WHAT TO PRODUCE.
Turn the paragraph in the tribunal decision excerpt that starts with "Based on this evidence" into a short bulleted list that keeps its main findings.

The evidence also shows that the parties executed wills in October 2016 that made the other party a beneficiary. In August 2016, the review applicant made the visa applicant a beneficiary of her life insurance policy. In January 2017, the review applicant made the visa applicant a beneficiary of her superannuation account.
Based on this evidence, the Tribunal finds that the parties do not have any joint ownership of real estate or other assets, nor do they have any joint liabilities. It finds that the review applicant, with others, had been supporting the visa applicant during the time he was in Australia and without work rights, and finds that she continues to offer some monetary support to him from Australia. It accepts that the parties have integrated their finances to some extent albeit that the contributions from the parties are not equal. It finds that the review applicant owes some legal obligations to the visa applicant.
The Tribunal is satisfied that the financial aspects of the relationship indicate that the parties have been in a genuine and continuing relationship at the time of application and at the time of this decision.
Nature of the household
The parties do not claim to have any children of the relationship. The review applicant has a son whom she claims is the product of a previous relationship. The evidence provided suggests that the visa applicant took an active interest in the care and support of the review applicant’s son. At hearing, the review applicant told the Tribunal that the visa applicant is a father figure to her son.

[Part of a data file]

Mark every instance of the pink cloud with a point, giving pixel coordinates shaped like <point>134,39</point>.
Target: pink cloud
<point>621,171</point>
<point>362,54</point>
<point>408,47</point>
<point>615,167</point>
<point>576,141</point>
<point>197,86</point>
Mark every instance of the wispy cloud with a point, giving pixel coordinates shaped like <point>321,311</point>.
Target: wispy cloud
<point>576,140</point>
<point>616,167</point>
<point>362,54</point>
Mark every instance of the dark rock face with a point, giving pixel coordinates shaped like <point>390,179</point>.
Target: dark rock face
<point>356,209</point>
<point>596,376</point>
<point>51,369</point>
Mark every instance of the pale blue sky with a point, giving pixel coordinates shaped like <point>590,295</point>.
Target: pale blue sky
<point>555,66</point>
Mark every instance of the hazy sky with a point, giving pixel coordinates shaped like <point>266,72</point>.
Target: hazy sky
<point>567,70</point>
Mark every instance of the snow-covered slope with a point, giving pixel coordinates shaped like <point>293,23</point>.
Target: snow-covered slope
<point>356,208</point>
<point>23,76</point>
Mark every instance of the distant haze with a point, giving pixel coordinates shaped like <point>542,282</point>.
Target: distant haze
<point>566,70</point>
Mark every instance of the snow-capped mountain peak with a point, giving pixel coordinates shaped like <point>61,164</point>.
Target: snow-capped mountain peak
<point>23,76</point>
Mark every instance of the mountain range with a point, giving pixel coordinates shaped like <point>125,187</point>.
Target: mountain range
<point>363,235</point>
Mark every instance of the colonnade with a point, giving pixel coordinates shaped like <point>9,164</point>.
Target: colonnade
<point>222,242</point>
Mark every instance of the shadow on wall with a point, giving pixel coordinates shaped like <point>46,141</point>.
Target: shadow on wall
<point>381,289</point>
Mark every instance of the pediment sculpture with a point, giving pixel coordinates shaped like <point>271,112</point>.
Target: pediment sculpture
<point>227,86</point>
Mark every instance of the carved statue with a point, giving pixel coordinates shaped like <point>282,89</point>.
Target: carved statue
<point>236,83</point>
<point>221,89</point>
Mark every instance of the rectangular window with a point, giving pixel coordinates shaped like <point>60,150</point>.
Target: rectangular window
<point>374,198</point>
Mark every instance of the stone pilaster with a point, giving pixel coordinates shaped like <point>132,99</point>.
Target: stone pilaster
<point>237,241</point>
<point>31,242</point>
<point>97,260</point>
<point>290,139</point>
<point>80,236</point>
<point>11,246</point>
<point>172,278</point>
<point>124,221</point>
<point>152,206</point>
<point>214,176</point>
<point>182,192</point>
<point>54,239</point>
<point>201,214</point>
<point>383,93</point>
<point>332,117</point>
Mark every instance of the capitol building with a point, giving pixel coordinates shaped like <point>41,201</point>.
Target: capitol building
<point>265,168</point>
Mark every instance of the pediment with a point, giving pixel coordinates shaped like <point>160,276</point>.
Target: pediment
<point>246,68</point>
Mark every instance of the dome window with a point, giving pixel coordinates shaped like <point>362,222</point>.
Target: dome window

FINISHED TASK.
- The parties jointly own no real estate or other assets and have no joint liabilities.
- The review applicant, along with others, supported the visa applicant while he was in Australia without work rights, and she still gives him some money from Australia.
- The parties have combined their finances to some extent, though they do not contribute equally.
- The review applicant owes some legal obligations to the visa applicant.